The exercise> Turn the lines of the data below into a numbered list, skipping any blank lines.

Data for this task>
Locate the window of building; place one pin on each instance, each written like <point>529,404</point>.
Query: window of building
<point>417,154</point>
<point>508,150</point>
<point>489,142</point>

Worked solution>
1. Locate the window of building; place one pin on each instance, each written like <point>529,404</point>.
2. Query: window of building
3. <point>417,154</point>
4. <point>508,150</point>
5. <point>489,142</point>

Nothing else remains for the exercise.